[Image region labeling records]
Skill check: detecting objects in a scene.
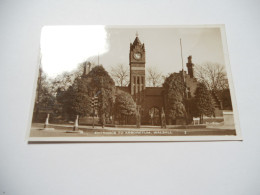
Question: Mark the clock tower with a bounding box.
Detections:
[129,34,145,104]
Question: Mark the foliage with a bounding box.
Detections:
[34,67,55,120]
[163,73,186,120]
[50,62,85,95]
[220,89,232,110]
[86,66,115,124]
[195,63,229,90]
[56,78,91,119]
[70,77,91,116]
[195,83,214,120]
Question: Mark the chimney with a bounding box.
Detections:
[186,56,194,78]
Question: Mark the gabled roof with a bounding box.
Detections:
[145,87,163,96]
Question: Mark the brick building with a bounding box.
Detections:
[117,36,221,125]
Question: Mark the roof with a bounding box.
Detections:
[116,86,130,93]
[145,87,163,96]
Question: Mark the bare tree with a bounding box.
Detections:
[147,66,164,87]
[110,64,129,87]
[195,63,229,90]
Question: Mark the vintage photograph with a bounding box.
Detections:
[28,25,242,142]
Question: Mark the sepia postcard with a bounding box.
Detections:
[27,25,242,142]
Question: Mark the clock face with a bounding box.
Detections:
[134,53,142,60]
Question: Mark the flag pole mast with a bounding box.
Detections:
[180,39,186,96]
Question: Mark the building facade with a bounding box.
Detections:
[117,35,221,125]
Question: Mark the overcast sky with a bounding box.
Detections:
[41,26,224,77]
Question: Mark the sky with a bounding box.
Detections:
[41,25,224,77]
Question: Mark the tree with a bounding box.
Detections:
[195,63,229,90]
[163,73,186,123]
[56,77,91,120]
[69,77,91,117]
[110,64,129,87]
[195,83,214,123]
[147,67,163,87]
[51,62,86,95]
[33,67,55,121]
[86,65,115,126]
[114,90,136,123]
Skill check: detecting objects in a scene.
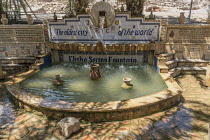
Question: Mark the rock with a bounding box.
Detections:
[58,117,80,138]
[206,64,210,87]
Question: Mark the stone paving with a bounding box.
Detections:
[0,75,210,140]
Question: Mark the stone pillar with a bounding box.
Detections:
[148,51,154,65]
[206,64,210,88]
[51,49,59,63]
[207,4,210,24]
[184,46,190,59]
[0,64,4,79]
[165,44,172,53]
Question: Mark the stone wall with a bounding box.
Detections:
[165,25,210,60]
[0,25,45,57]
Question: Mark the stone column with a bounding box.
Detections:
[207,4,210,24]
[206,64,210,88]
[184,46,190,59]
[0,64,4,79]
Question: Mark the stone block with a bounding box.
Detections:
[58,117,80,138]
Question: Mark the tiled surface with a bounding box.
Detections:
[0,75,210,140]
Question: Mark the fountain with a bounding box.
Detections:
[90,64,101,80]
[121,78,133,89]
[4,1,180,122]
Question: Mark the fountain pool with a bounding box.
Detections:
[20,62,167,102]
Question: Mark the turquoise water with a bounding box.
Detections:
[20,62,167,102]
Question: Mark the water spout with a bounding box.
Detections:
[121,78,133,89]
[90,64,101,80]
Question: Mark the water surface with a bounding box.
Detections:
[20,62,167,102]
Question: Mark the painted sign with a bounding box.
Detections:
[48,14,160,44]
[0,25,45,43]
[59,51,147,63]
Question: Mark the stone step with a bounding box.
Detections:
[168,69,181,77]
[166,60,178,69]
[168,67,207,77]
[158,65,168,73]
[159,53,174,61]
[30,63,43,70]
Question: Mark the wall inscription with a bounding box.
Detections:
[0,26,45,43]
[48,14,160,44]
[167,27,210,43]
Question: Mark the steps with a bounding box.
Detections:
[158,53,209,77]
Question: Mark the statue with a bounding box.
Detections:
[53,75,64,86]
[90,64,101,80]
[178,12,186,24]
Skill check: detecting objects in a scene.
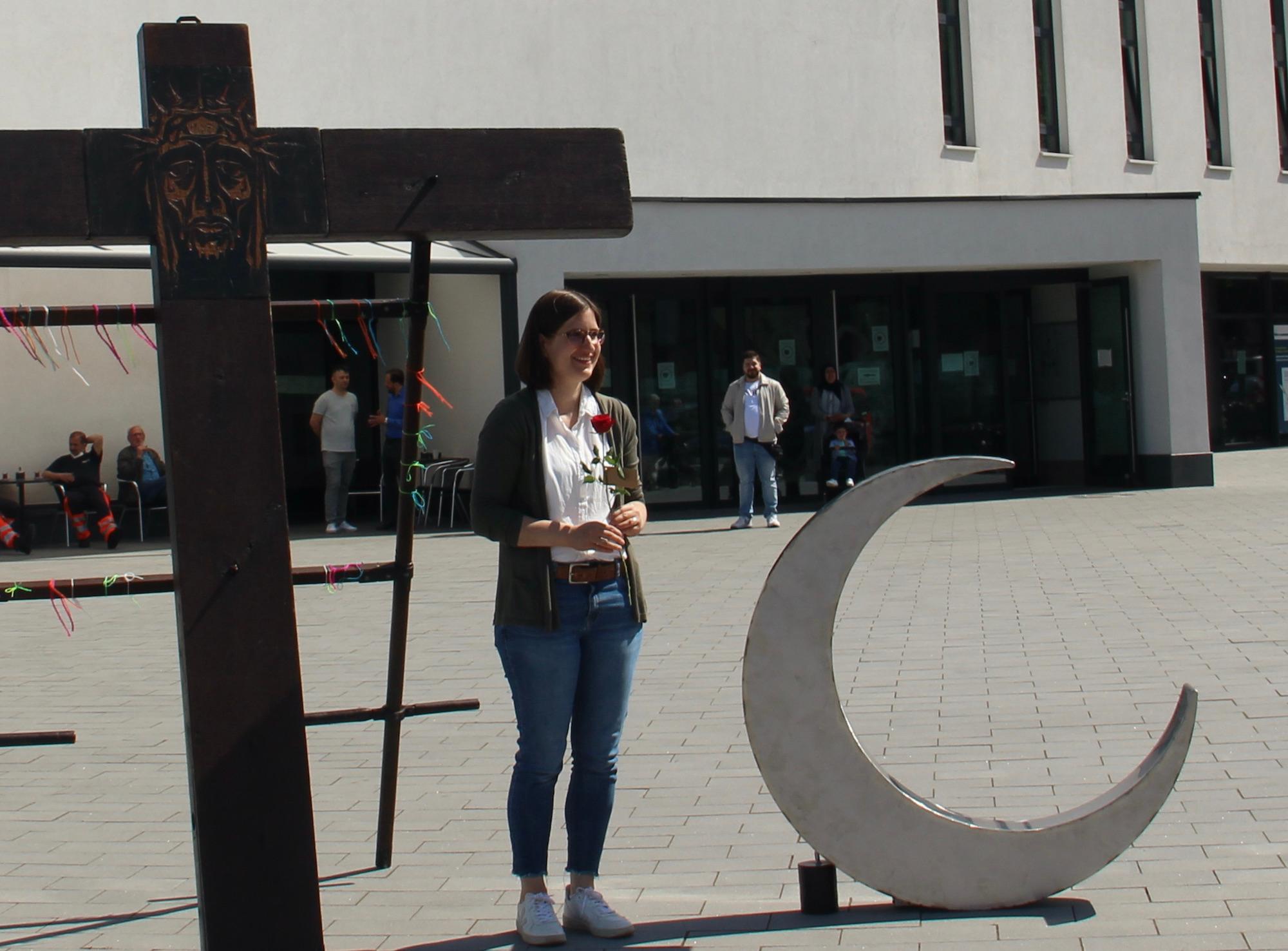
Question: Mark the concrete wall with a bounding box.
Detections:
[0,268,156,504]
[502,198,1208,455]
[0,0,1288,268]
[0,268,502,503]
[376,274,505,459]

(What is being asked):
Write out every one of the records above word for word. Leave the pictures out.

(Solution to this task):
Skill check: detecting objects in a scene.
Question: Mark the clock tower with a bounding box.
Detections:
[129,34,145,104]
Question: Mark the foliage with a bounding box.
Detections:
[34,67,55,120]
[163,73,186,120]
[50,62,85,95]
[220,89,232,110]
[86,66,115,124]
[195,63,229,90]
[56,78,91,119]
[70,77,91,116]
[195,83,214,120]
Question: Mark the chimney with a bounding box.
Detections:
[186,56,194,78]
Question: Mark the gabled roof with a bounding box.
Detections:
[145,87,163,96]
Question: Mark the brick building with a bounding box.
Detections:
[117,36,221,125]
Question: Mark the roof with a bounding box.
Detections:
[116,86,130,93]
[145,87,163,96]
Question: Mark the bare tree with a bounding box.
Detections:
[147,66,164,87]
[110,64,129,87]
[195,63,229,90]
Question: Mark the vintage photograph with a bounding box.
Detections:
[28,25,242,142]
Question: Mark the sepia postcard with a bounding box.
Detections:
[27,25,242,142]
Question: Mark the clock face with a bounding box.
Detections:
[134,53,142,60]
Question: Mark the flag pole mast with a bounding box.
Detections:
[180,39,186,96]
Question: Mark the building facade with a bounding box.
Detections:
[117,35,221,125]
Question: Mark the overcast sky with a bounding box.
Detections:
[41,26,224,77]
Question: Mark the sky with a bounding box.
Detections:
[41,25,224,77]
Question: Mark the tree with a bounding box.
Detections:
[195,63,229,90]
[163,73,186,123]
[56,77,91,120]
[69,77,91,117]
[110,64,129,87]
[195,83,214,123]
[147,67,163,87]
[51,62,86,95]
[33,67,55,121]
[86,65,115,126]
[114,90,136,123]
Skill check: detecting objects in a scene.
Question: Mark the rock with a bounding box.
Detections:
[58,117,80,138]
[206,64,210,87]
Question: Mark the stone paving with a bounding box.
Detections:
[0,75,210,140]
Question: Mark the stone pillar with a bounding box.
Detections:
[148,51,154,65]
[206,64,210,88]
[51,49,59,63]
[207,4,210,24]
[184,46,190,59]
[0,64,4,79]
[165,44,172,53]
Question: Mark the stone wall with a bounding box.
Detections:
[165,25,210,60]
[0,25,45,57]
Question: Mark the stone column with a bounding box.
Detections:
[207,4,210,24]
[206,64,210,88]
[184,46,190,59]
[0,64,4,79]
Question: Mark the stone block with a bounding box.
Detections:
[58,117,80,138]
Question: Mark the tiled surface with a bounding box.
Detections:
[0,75,210,140]
Question: Mark the fountain with a bounding box.
Detections:
[90,64,101,80]
[121,78,133,89]
[4,1,180,122]
Question: Mark the fountain pool with a bounding box.
Detections:
[20,62,167,102]
Question: Mark the turquoise water with a bounding box.
Detections:
[20,62,167,102]
Question: Mark the water spout with a bounding box.
Detections:
[121,78,133,89]
[90,64,101,80]
Question: Mark the water surface with a bounding box.
Detections:
[20,62,167,102]
Question: Mark the painted sign with a bounding box.
Detections:
[48,14,160,44]
[0,25,45,43]
[59,51,147,63]
Question: Mark the stone step with a bounding box.
Detections:
[168,69,181,77]
[166,60,178,69]
[168,67,207,77]
[158,65,168,73]
[159,53,174,61]
[30,63,43,70]
Question: Mark the wall inscription with a bounding box.
Detections:
[0,26,45,43]
[48,14,160,44]
[167,27,210,43]
Question: Mark the steps with a bounding box.
Detections:
[158,53,209,77]
Question: Mark the statue with a bounding box.
Detections:
[53,75,64,86]
[90,64,101,80]
[178,12,186,24]
Skill check: detecting objects in a scene.
Question: Mark the concrete wall with a bounding box.
Detections:
[0,268,156,504]
[502,198,1208,455]
[0,0,1288,268]
[0,268,502,503]
[376,274,505,459]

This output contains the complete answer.